::: MATERIAL TO PROCESS

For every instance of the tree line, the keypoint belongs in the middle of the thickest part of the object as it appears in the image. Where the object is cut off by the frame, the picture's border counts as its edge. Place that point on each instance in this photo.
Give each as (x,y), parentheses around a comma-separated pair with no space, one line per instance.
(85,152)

::::::
::: MATERIAL TO PROCESS

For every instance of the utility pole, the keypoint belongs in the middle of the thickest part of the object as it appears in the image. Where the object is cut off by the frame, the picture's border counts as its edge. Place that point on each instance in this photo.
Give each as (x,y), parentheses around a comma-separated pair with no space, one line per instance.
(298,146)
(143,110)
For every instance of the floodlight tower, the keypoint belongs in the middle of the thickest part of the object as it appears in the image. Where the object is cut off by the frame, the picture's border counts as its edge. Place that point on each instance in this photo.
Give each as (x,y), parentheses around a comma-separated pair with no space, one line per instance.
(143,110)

::::::
::: MATERIAL TO PROCESS

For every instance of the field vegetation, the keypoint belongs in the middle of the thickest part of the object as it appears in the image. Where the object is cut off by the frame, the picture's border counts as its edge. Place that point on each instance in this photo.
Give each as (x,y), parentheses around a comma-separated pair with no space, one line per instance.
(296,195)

::::::

# [INSTRUCTION]
Pull out every line of the entries above that contains the word "Place" and list those lines.

# [SOLUTION BELOW]
For every instance of the tree line, the keypoint belongs in the middle of the thickest part of the object as it appears in the image. Where the object is cut off by the frame, the picture's border counts as its edge. Place that point on each instance in this photo.
For every instance of the utility pole, the keypoint belongs in the middle of the thickest part of the object as it appears in the image. Where the object is cut off by the frame, the picture's border counts as its edge. Place that point on each instance in this photo.
For every instance of the floodlight tower, the keypoint belongs in the middle of the thickest part of the object as it appears in the image. Where the object is cut off by the frame, the picture's border counts as its edge. Place that point on each instance in this photo.
For every instance of the field vegetation, the keypoint belongs in the middle of the thickest part of the object as it appears in the image. Where the object is cut off by the frame, the picture's border counts as its edge. Place that point on each instance in this photo.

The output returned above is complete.